Stated problem –
Transcribe all of the records precisely as they are presented.

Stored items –
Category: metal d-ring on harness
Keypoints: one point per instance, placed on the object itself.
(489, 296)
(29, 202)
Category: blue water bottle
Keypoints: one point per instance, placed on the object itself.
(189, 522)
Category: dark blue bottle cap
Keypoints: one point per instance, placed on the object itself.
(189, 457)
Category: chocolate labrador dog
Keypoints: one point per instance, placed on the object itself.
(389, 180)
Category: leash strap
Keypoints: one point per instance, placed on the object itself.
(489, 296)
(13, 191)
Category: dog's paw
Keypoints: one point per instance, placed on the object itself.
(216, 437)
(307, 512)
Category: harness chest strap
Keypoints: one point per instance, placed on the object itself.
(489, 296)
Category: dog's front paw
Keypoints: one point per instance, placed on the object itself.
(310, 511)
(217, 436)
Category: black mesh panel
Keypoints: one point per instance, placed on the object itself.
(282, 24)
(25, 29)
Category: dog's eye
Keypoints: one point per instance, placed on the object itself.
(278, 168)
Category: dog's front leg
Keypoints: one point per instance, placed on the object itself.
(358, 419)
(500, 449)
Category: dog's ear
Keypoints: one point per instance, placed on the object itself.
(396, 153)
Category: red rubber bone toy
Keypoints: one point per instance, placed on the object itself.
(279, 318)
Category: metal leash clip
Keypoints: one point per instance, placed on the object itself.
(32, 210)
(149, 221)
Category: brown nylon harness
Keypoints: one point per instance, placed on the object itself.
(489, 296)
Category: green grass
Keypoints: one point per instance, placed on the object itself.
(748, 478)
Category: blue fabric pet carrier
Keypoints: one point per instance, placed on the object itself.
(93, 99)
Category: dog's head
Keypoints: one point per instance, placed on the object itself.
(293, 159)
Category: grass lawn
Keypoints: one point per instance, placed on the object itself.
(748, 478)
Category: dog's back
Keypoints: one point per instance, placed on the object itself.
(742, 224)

Final result –
Category: metal d-ring on harness
Keypoints: one point per instance, placed on the object itself.
(489, 296)
(29, 202)
Category: blue water bottle
Keypoints: one point per instance, placed on the object itself.
(189, 522)
Category: dark blue bottle cap
Keypoints: one point per instance, placed on the object itself.
(189, 457)
Category: chocolate labrador dog
Keypoints: one point per instance, placed on the object itself.
(389, 180)
Category: leash strap
Keypoints: one point per instance, placed on the object itself.
(489, 296)
(13, 191)
Category: dog's paw
Keypoints: one point per instance, placed on the object itself.
(216, 437)
(307, 512)
Category: harness chest strap
Keypoints: one point per instance, placed on the object itself.
(489, 296)
Category: dog's front paw
Keypoints: one point per instance, placed on the object itself.
(310, 511)
(217, 436)
Category: black mesh panel
Keypoints: one point per instance, placed on the object itself.
(282, 24)
(25, 29)
Category: dog's eye
Keypoints: one point per instance, placed on the object itself.
(278, 168)
Category: dog's front leg
Keypoints: one point per instance, placed on the object itself.
(358, 419)
(500, 449)
Category: dog's ear
Keypoints: one point per instance, placed on the object itself.
(396, 153)
Category: red rubber bone toy
Keypoints: one point per instance, placed on the object itself.
(279, 318)
Category: metal leash clip
Keypoints: one point per instance, placed on the object itself.
(32, 210)
(149, 221)
Category: brown nylon harness
Keypoints: one point per instance, placed on the object itself.
(489, 296)
Category: green grass
Keypoints: one point per instance, placed on the object itself.
(748, 478)
Category: blue fabric pet carrier
Keypoints: one point per instance, placed on the object itself.
(93, 99)
Category: dog's head
Keypoints: one point per instance, placed on the object itself.
(293, 159)
Category: grass lawn
Keypoints: one point per instance, placed on the object itself.
(748, 478)
Category: dog's back
Keypoints: one point per instance, placed on the object itself.
(742, 224)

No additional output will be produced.